Polyphenols are a category of plant compounds that offers various health benefits.
Regularly consuming polyphenols is thought to boost digestion and brain health, as well as protect against heart disease, type 2 diabetes, and even certain cancers.
Red wine, dark chocolate, tea, and berries are some of the best-known sources. Yet, many other foods also offer significant amounts of these compounds.
This article reviews everything you need to know about polyphenols, including possible food sources.
Polyphenols are a category of compounds naturally found in plant foods, such as fruits, vegetables, herbs, spices, tea, dark chocolate, and wine.
They can act as antioxidants, meaning they can neutralize harmful free radicals that would otherwise damage your cells and increase your risk of conditions like cancer, diabetes, and heart disease.
Polyphenols are also thought to reduce inflammation, which is thought to be the root cause of many chronic illnesses.
Types of polyphenols
More than 8,000 types of polyphenols have been identified. They can be further categorized into 4 main groups:
- Flavonoids. These account for around 60% of all polyphenols. Examples include quercetin, kaempferol, catechins, and anthocyanins, which are found in foods like apples, onions, dark chocolate, and red cabbage.
- Phenolic acids. This group accounts for around 30% of all polyphenols. Examples include stilbenes and lignans, which are mostly found in fruits, vegetables, whole grains, and seeds.
- Polyphenolic amides. This category includes capsaicinoids in chili peppers and avenanthramides in oats.
- Other polyphenols. This group includes resveratrol in red wine, ellagic acid in berries, curcumin in turmeric, and lignans in flax seeds, sesame seeds, and whole grains.
The amount and type of polyphenols in foods depend on the food, including its origin, ripeness, and how it was farmed, transported, stored, and prepared.
Polyphenol-containing supplements are available as well. However, they’re likely to be less beneficial than polyphenol-rich foods.

= Material supplied =

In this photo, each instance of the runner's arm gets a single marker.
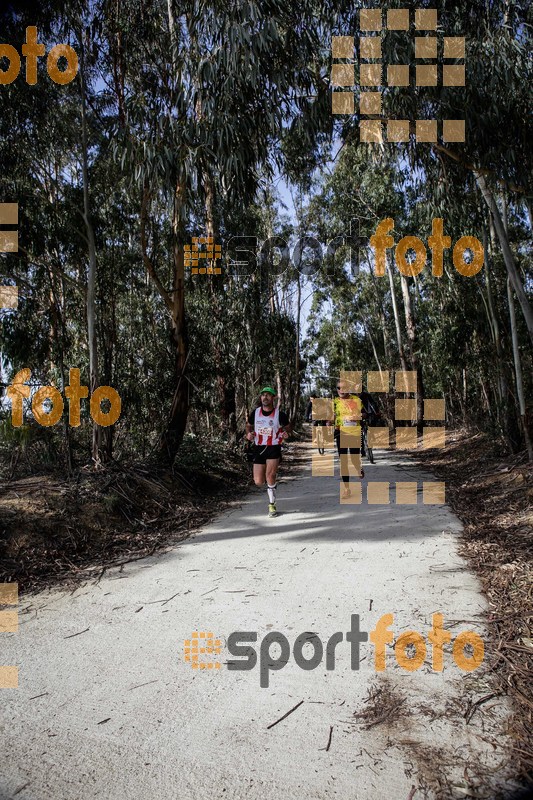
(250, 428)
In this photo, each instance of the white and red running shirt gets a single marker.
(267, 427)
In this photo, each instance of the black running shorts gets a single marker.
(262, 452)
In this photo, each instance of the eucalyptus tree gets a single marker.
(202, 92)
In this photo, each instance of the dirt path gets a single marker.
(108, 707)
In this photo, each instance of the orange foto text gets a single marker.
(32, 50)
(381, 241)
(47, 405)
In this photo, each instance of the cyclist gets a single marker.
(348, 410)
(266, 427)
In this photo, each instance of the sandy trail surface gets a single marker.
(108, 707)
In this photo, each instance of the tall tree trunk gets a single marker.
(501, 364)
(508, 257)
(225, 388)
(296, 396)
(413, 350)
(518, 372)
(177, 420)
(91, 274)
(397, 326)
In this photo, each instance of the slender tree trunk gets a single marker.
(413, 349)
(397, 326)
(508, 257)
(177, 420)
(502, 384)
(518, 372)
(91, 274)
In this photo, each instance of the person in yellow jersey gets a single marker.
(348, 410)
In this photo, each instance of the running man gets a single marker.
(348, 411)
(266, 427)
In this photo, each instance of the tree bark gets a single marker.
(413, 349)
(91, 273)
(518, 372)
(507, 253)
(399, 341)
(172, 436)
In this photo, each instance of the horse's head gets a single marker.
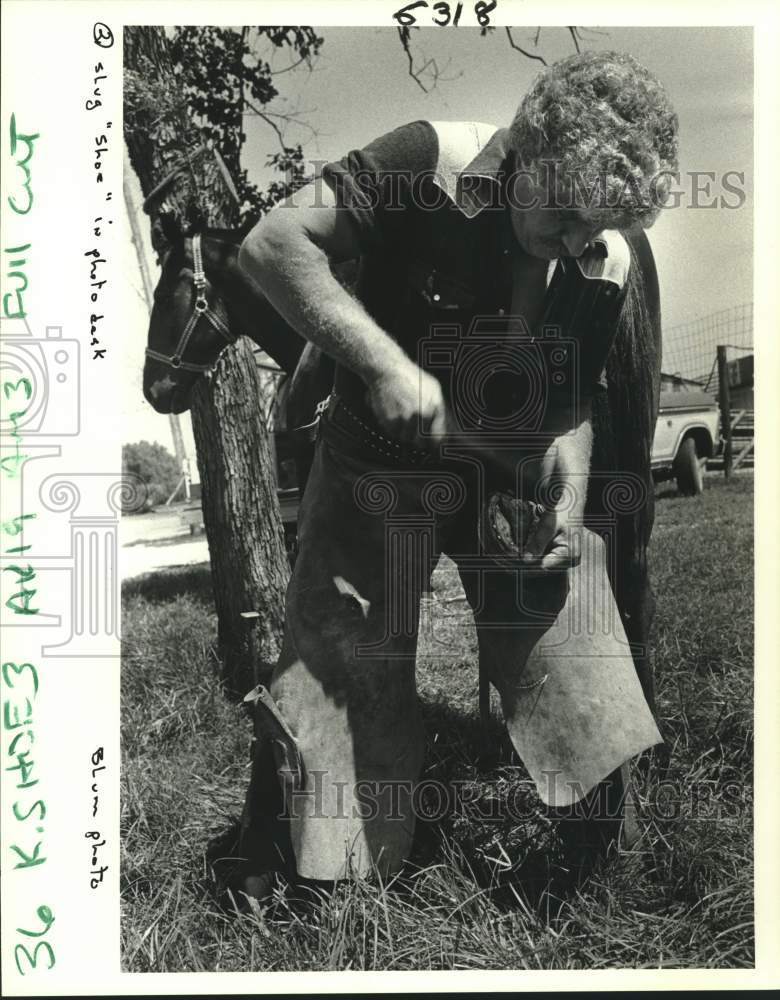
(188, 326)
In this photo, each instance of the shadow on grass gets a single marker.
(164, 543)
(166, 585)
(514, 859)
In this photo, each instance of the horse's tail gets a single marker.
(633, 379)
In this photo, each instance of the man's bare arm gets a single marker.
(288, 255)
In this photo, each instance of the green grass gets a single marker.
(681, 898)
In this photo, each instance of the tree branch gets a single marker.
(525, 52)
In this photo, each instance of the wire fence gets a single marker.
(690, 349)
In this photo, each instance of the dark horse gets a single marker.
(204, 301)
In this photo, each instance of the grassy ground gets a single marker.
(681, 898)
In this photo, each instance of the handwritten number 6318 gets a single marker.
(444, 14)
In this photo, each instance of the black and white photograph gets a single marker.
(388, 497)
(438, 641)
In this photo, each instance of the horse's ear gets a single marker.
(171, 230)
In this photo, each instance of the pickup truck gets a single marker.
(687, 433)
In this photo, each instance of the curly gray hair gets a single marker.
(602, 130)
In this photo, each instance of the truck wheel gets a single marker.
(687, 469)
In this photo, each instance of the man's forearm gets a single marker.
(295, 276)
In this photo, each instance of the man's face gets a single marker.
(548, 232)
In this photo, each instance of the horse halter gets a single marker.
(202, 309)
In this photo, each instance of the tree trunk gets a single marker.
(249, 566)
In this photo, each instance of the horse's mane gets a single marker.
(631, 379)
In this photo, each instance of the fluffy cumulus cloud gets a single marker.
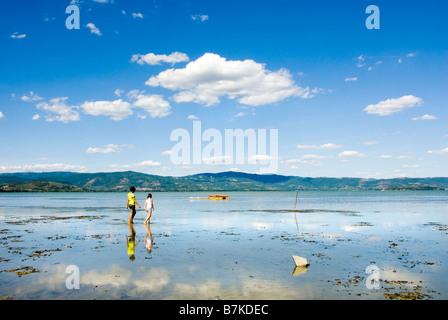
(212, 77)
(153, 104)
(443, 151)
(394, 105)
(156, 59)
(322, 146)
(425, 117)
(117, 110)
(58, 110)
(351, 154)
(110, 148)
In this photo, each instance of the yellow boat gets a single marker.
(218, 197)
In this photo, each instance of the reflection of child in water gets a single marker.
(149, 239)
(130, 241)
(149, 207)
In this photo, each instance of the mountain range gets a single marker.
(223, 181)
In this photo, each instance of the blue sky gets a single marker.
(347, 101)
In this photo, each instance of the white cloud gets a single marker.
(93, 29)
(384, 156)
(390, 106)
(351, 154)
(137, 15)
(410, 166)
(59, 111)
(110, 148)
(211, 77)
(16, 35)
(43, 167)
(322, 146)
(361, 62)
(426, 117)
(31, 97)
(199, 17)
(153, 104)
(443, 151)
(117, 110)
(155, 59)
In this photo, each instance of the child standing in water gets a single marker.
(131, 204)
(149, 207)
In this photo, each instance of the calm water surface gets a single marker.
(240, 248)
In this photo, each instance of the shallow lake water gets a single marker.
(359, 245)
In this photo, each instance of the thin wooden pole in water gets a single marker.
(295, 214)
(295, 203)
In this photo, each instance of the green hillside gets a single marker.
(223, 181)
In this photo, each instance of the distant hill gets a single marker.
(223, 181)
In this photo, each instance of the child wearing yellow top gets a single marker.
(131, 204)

...

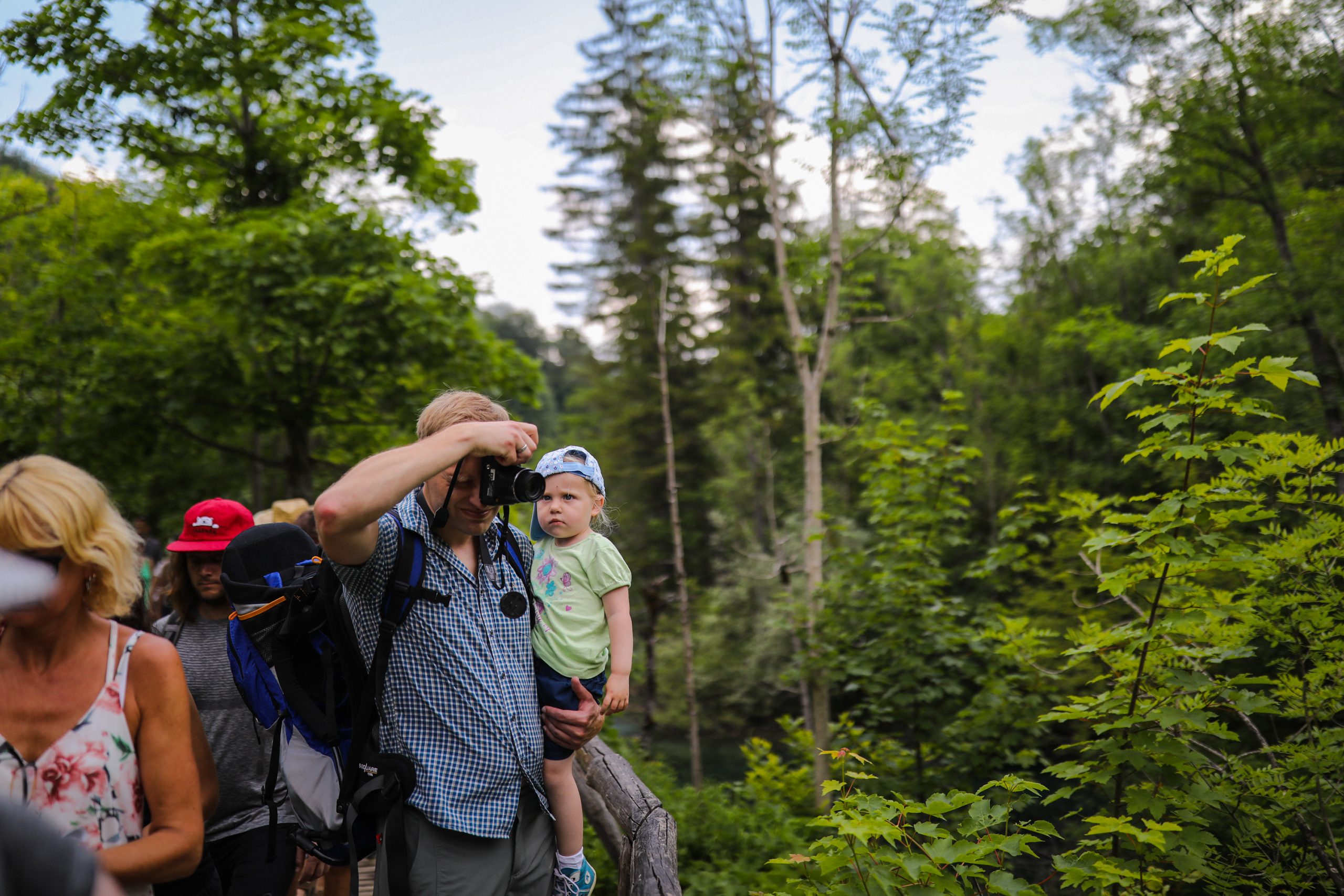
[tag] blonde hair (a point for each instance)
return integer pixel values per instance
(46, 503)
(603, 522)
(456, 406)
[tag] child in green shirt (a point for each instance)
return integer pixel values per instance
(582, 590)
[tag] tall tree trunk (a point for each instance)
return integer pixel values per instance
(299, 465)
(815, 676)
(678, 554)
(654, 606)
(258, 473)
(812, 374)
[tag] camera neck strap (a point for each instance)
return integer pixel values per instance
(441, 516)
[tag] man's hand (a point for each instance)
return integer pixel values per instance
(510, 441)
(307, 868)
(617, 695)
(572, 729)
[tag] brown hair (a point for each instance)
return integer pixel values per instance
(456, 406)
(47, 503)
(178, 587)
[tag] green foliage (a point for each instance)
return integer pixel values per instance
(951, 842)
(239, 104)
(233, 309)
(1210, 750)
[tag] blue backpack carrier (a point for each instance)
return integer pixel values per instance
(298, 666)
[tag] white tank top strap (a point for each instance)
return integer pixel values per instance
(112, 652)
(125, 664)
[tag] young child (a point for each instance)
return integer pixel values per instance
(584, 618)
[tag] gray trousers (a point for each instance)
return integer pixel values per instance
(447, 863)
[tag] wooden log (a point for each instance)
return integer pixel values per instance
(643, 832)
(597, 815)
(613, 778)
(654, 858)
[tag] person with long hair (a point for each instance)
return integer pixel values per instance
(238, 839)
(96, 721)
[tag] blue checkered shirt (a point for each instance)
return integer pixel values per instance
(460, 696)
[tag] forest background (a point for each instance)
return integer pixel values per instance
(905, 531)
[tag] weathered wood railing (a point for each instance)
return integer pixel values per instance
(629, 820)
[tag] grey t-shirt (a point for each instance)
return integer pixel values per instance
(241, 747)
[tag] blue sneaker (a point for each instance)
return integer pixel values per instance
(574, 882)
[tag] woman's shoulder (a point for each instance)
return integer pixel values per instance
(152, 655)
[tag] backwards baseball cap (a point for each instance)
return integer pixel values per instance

==

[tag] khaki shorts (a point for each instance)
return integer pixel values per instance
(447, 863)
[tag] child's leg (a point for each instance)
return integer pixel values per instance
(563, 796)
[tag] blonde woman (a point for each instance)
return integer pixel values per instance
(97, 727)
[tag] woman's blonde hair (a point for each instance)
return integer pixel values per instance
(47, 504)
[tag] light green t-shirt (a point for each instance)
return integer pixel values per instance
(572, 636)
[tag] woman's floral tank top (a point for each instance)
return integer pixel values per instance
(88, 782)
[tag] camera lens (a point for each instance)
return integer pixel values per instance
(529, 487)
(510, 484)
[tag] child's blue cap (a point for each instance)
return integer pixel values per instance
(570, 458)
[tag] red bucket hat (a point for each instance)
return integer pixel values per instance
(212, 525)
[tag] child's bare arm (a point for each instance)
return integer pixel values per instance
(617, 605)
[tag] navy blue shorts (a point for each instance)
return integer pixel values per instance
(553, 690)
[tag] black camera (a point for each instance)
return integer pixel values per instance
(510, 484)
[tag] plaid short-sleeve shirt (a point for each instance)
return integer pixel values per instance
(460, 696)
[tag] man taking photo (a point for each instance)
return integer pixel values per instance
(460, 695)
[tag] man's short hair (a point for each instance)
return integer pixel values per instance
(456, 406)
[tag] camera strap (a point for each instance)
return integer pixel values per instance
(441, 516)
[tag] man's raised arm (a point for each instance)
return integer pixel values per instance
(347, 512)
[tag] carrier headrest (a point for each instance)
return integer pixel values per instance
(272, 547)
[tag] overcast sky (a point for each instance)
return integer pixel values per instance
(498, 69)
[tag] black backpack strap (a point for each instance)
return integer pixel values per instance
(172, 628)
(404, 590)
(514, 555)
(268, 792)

= Required work =
Name the four main groups into which the text on polyphenols divides these compounds.

= Solution =
- Flavonoids
- Phenolic acids
- Polyphenolic amides
- Other polyphenols